• **Data shown**:
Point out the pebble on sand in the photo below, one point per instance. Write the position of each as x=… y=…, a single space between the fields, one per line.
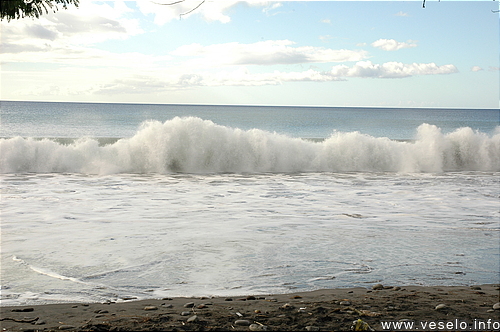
x=189 y=305
x=150 y=307
x=242 y=322
x=257 y=327
x=66 y=327
x=440 y=306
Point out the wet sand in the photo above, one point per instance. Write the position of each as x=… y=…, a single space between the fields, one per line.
x=321 y=310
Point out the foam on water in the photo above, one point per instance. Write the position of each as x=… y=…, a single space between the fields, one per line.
x=193 y=145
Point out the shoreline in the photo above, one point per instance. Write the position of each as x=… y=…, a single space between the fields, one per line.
x=319 y=310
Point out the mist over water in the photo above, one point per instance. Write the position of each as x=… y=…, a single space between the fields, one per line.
x=193 y=145
x=209 y=200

• **Request**:
Write out every item above again, wording and all, but raise each x and y coordinate in the answers by 40. Leave the pictures out.

• **Response for this exercise**:
Point out the pebble on sand in the photo below, one point per instance. Write the position of each as x=… y=…, a single space between the fields, one per line.
x=229 y=345
x=190 y=347
x=282 y=362
x=297 y=367
x=106 y=367
x=480 y=346
Point out the wet sand in the photo above, one point per instance. Write the position of each as x=… y=…, a single space between the fields, one per line.
x=361 y=350
Point out the foam on water in the photo above, one point per instance. Write the position of each as x=… y=…, a single space between the fields, one per line.
x=233 y=185
Point out the shoreline in the photo above, one point per instance. Write the position of each as x=… y=…, a single space between the fields, one per line.
x=359 y=350
Point out the mist over water in the photo above, one point per instance. Write the position of each as x=… y=…, a single space between the fields, one per line.
x=233 y=185
x=249 y=240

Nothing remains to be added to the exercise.